__TRECHO EXIBIDO__
►

Pequena, roupas leves, um colar de sementes e descalça, como sempre. Maria Izabel Gibrail Costa é índia, caiçara, aristocrata, e nada disso. É uma das raras mulheres em um ramo masculino. Nascida em Paraty há 59 anos, é geminiana, de 8 de junho, mas isso também está longe de definir sua crença. O que hoje importa é que, depois de 13 anos de trabalho, produz uma cachaça reconhecida por especialistas e apreciada por turistas que visitam seu sítio. A última safra está longe dos 11 mil litros/ano desejados. Agrura da obsessão em usar somente cana própria ou de outros canaviais da região, que ela saiba como é cultivada.

Seu alambique é pequeno. Seu sítio, de uma beleza indescritível. Um santuário, descoberto por ela há 25 anos e há não muito tempo pela Endemol italiana, que a convenceu alugá-lo para a gravação, em 2005, de La Frattoria, reality show no estilo Big Brother. “Não me arrependo de nada que faço, mas sinto como se tivesse desrespeitado o espaço”, reflete sentada sobre uma pedra à beira da praia coberta pela maré cheia, onde se chega pela surpreendente fenda que separa duas rochas imensas.

◄

__LISTA DE TAREFAS__
1. Duplique, do trecho sobre a produtora de cachaça de Paraty, a parte que vai de "Seu alambique é" a "duas rochas imensas.".
2. Prossiga com o trecho sobre a produtora de cachaça de Paraty a partir do ponto em que ele termina.

__LINHAS DE DADOS__
►

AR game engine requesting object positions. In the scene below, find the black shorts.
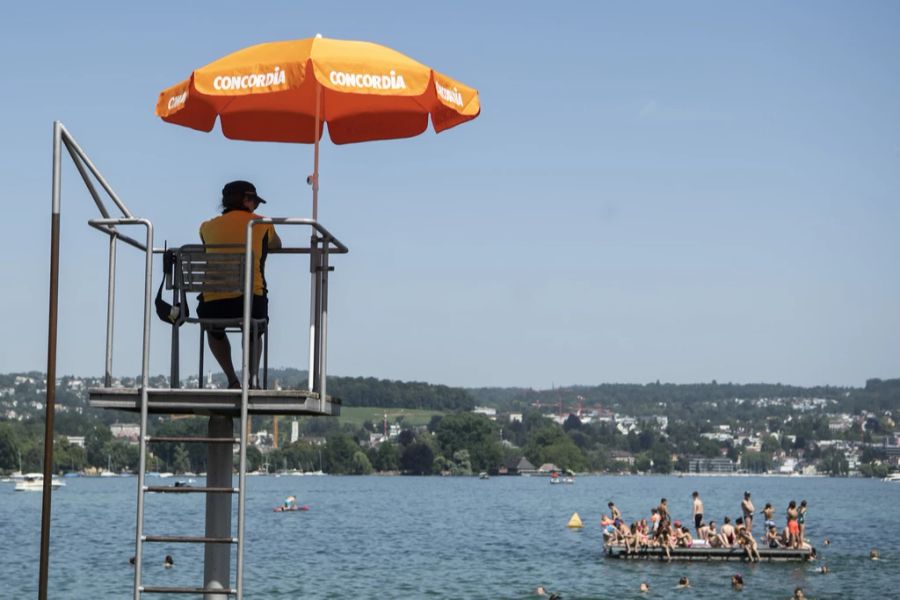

◄

__RESPOSTAS ABAIXO__
1.
Seu alambique é pequeno. Seu sítio, de uma beleza indescritível. Um santuário, descoberto por ela há 25 anos e há não muito tempo pela Endemol italiana, que a convenceu alugá-lo para a gravação, em 2005, de La Frattoria, reality show no estilo Big Brother. “Não me arrependo de nada que faço, mas sinto como se tivesse desrespeitado o espaço”, reflete sentada sobre uma pedra à beira da praia coberta pela maré cheia, onde se chega pela surpreendente fenda que separa duas rochas imensas.

2.
Outros estrangeiros já descobriram a fazenda Santo Antônio e a “Laranjinha Celeste”, apelido de uma de suas cachaças, a azulada, destilada com folhas de tangerina. Ela os convida para um trago de pinga entre grandes barris de jequitibá e carvalho de sua adega, mostra sua garrafa e exibe o rótulo, encimado por uma figura feminina esguia e exótica e cujo design foi presente da amiga e ex-vizinha, Liz Calder, criadora da FLIP (Festa Literária Internacional de Paraty), e executado pelo ilustrador Jeff Fisher. Maria Izabel faz troça: “Como vocês veem, não sou eu”, e num segundo de imodéstia, deixa escapar: “Mas eu já fui assim”.

Cavalo a pelo
“Talvez eu seja primitiva, sabe? Quando a gente for muito evoluído, seremos extremamente simples.” Maria Izabel pensa e repensa o mundo todos os dias. É assim desde pequena, quando começou a criar seus valores.

Ah, esses valores! Tinham que ser… “verdadeiros. Eu fazia questão de fazer o que gostava. Não deixava de fazer nada. Ih, eu era cheia de coisa”. Como morava na fazenda, um dia achou que dava muito trabalho tirar sapato para entrar na cachoeira e andar de canoa. Resolveu guardá-los e só andar descalça. Faz isso até hoje. Junto com os sapatos ficaram também os vestidos de organdi que sua mãe lhe dava; afinal, uma roupa imprópria para quem monta a cavalo.

“Minha mãe dizia que eu era um caso perdido”.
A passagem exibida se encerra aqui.